→ SOURCE TEXT

************

= Tale of the Pipa =

Chinese drama by Gao Ming

Tale of the Pipa (琵琶記 (琵琶记, Pípa jì, P'i-p'a chi) "Tale of the Pipa" or "The Story of the Lute") is a Chinese nanxi play written by the playwright Gao Ming during the late Yuan dynasty. There are French, German, English translations of the play, and an English novelization-translation.

It was the most popular drama during the Ming dynasty, and it became a model for Ming drama as it was the favorite opera of the first Ming emperor Zhu Yuanzhang.

The play is set during the Han dynasty. Based on an older play, Zhao Zhen nü and Cai Erlang (趙貞女蔡二郎), also known as Zhao zhen nü (趙貞女, The Chaste Maiden Zhao), it tells the story of a loyal wife named Zhao Wuniang (趙五孃 (赵五娘, Zhào Wǔniáng, Chao4 Wu3-niang2)) who, left destitute when her husband Cai Yong is forced to marry another woman, undertakes a 12-year search for him. During her journey, she plays the pipa of the play's title in order to make a living. The original story sees Zhao killed by a horse and Cai struck by lightning, however in Gao Ming's version the two are eventually reconciled and live out their lives happily. Gao reportedly composed The Lute over a three-year period of solitary confinement, locking himself in an attic room and wearing down the floorboards by tapping out the rhythms of his songs.

************

→ TASK A
In the article on Tale of the Pipa, how many years does Zhao Wuniang spend searching for her husband?
→ TASK B
List every Chinese dynasty named in the article on Tale of the Pipa.
→ TASK C
From the article on Tale of the Pipa, extract the stretch from "Tale of the Pipa (琵琶記" through "emperor Zhu Yuanzhang.".
The data that follows has no connection to the article on Tale of the Pipa.

→ RECORDS PROVIDED
************

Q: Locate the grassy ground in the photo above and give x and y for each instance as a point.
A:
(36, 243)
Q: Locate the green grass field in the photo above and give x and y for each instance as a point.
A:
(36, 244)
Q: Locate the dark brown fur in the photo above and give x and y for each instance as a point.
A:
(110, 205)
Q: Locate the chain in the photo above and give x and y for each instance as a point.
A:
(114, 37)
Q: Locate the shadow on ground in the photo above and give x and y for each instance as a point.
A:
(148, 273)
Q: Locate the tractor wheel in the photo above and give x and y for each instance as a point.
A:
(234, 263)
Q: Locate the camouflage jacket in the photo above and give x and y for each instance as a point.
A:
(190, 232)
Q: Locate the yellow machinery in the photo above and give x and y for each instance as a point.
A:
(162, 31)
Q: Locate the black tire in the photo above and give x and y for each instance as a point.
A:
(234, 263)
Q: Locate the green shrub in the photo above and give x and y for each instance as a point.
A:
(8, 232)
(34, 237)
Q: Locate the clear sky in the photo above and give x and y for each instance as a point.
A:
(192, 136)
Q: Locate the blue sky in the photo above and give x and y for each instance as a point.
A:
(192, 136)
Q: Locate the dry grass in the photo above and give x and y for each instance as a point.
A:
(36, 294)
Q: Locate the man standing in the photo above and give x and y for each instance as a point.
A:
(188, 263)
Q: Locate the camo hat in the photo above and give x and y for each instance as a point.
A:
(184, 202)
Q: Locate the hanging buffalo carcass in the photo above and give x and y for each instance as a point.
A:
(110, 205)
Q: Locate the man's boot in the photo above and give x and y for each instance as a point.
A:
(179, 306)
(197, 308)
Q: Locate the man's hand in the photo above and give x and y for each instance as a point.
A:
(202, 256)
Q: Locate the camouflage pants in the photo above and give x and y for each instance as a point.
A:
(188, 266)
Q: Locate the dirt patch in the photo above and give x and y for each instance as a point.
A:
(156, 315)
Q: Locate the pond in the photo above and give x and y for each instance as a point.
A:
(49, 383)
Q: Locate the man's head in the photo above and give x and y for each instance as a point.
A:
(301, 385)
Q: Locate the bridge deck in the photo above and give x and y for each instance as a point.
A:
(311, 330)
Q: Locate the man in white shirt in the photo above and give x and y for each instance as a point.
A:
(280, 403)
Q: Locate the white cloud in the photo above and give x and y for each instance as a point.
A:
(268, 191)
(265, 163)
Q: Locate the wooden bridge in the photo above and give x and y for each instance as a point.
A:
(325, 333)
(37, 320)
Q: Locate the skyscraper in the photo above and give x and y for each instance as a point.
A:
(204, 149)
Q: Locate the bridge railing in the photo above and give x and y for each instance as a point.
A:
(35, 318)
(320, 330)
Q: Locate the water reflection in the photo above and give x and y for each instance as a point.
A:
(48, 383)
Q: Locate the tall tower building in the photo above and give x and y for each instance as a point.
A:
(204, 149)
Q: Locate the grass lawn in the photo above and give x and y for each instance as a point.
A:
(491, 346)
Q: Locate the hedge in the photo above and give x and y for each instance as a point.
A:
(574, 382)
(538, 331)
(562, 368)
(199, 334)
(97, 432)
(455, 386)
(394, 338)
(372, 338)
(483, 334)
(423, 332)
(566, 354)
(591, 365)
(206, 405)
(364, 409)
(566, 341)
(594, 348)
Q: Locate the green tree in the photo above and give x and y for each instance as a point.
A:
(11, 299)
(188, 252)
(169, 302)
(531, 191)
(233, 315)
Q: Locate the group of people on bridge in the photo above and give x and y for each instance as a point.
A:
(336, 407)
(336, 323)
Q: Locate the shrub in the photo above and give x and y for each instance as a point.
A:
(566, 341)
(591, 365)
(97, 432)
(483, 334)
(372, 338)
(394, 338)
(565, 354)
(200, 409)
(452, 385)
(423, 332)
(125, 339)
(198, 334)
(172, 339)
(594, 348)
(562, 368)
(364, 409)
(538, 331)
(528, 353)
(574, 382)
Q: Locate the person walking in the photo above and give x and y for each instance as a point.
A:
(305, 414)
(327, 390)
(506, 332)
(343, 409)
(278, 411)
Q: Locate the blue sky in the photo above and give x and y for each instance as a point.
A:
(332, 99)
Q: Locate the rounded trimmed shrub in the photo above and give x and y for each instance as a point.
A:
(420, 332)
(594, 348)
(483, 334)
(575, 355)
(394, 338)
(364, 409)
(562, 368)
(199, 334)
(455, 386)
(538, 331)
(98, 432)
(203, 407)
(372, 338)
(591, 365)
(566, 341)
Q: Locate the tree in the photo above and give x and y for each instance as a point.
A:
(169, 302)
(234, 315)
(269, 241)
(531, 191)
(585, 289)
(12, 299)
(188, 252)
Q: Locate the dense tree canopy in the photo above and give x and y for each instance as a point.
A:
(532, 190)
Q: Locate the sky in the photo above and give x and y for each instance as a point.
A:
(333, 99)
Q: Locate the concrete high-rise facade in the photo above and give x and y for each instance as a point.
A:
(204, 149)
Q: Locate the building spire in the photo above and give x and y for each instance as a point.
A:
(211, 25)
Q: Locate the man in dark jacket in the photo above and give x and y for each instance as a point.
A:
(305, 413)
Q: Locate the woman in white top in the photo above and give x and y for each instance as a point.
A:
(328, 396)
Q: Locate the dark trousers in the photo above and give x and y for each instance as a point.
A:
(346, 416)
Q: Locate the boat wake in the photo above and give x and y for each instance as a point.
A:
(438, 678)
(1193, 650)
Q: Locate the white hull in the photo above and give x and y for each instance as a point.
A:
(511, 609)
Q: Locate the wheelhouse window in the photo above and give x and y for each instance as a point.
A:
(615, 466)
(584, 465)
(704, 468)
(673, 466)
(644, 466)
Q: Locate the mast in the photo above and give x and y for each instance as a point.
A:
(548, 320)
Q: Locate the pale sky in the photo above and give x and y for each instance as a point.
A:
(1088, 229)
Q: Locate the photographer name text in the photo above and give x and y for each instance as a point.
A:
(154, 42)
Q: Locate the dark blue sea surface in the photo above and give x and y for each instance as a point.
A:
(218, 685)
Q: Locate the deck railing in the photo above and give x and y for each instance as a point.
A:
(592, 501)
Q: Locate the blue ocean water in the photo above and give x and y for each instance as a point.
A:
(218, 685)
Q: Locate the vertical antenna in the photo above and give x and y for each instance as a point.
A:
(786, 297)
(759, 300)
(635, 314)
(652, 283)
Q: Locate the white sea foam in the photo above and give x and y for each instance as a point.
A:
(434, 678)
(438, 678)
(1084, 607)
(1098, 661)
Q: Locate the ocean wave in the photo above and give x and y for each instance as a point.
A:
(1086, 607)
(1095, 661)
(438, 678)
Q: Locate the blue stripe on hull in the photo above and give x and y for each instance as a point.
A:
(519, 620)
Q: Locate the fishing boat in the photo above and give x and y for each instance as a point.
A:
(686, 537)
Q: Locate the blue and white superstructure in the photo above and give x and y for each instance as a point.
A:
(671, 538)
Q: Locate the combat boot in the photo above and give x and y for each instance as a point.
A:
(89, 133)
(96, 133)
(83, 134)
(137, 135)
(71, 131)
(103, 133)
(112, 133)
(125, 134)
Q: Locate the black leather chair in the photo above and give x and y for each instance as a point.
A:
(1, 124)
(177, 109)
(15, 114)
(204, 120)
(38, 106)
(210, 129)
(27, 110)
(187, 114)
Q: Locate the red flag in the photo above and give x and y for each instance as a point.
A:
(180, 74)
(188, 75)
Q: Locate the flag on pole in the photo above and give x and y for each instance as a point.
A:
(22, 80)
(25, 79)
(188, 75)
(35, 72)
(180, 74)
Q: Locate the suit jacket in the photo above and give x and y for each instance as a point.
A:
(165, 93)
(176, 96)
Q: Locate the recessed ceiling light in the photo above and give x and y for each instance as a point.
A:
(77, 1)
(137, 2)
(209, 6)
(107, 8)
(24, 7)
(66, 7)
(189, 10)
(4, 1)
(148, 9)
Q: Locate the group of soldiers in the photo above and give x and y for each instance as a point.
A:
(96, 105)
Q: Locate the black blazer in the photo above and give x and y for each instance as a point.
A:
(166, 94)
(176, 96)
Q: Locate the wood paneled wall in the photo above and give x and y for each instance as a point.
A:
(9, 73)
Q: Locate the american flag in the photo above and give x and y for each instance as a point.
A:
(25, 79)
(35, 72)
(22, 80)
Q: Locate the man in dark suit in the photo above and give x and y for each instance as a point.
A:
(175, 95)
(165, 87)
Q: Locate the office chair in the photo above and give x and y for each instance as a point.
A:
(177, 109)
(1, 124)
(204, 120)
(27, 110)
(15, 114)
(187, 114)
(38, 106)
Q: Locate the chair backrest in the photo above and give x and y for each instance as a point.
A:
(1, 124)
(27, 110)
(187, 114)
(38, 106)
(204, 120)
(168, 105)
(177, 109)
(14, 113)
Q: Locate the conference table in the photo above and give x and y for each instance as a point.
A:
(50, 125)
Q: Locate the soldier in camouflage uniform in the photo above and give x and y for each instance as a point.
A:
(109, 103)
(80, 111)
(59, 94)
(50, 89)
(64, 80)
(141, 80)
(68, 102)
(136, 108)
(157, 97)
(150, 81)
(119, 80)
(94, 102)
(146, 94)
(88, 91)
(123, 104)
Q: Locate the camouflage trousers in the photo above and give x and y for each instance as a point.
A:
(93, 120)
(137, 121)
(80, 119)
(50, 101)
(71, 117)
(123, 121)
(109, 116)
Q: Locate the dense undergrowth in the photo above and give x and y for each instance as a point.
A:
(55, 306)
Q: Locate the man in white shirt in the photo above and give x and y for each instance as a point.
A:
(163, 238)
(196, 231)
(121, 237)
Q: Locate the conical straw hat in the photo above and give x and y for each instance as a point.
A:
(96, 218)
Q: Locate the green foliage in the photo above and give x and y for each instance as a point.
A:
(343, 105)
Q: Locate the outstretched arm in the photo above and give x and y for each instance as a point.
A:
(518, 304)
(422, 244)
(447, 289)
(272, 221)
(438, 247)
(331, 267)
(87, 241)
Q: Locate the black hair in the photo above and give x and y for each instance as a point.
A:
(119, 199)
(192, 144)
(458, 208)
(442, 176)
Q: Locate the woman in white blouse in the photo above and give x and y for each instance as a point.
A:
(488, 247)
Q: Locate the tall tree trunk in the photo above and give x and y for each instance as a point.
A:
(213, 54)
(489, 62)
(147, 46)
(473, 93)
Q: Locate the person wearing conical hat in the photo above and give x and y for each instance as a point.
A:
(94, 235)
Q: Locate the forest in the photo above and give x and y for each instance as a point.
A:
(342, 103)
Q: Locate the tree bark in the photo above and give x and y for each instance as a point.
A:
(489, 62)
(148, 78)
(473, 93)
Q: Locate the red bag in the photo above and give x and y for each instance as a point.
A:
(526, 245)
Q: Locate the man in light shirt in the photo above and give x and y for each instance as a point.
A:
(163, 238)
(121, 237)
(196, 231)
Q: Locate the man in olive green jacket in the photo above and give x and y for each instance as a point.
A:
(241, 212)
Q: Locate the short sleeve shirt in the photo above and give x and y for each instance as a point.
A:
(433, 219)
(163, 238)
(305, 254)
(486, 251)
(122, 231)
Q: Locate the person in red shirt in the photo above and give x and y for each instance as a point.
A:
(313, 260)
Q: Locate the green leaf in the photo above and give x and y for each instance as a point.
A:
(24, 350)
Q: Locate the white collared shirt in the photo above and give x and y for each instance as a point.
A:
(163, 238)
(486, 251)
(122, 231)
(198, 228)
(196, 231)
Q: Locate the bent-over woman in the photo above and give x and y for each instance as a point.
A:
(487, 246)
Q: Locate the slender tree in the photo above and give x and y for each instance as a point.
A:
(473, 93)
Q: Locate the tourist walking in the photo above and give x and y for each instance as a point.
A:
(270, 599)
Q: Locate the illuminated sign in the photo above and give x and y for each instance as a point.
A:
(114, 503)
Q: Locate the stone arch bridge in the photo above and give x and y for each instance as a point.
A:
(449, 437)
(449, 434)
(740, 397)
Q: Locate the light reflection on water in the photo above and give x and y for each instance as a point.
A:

************

→ EXERCISE RESULT A
12 years

→ EXERCISE RESULT B
Yuan, Ming, Han

→ EXERCISE RESULT C
Tale of the Pipa (琵琶記 (琵琶记, Pípa jì, P'i-p'a chi) "Tale of the Pipa" or "The Story of the Lute") is a Chinese nanxi play written by the playwright Gao Ming during the late Yuan dynasty. There are French, German, English translations of the play, and an English novelization-translation.

It was the most popular drama during the Ming dynasty, and it became a model for Ming drama as it was the favorite opera of the first Ming emperor Zhu Yuanzhang.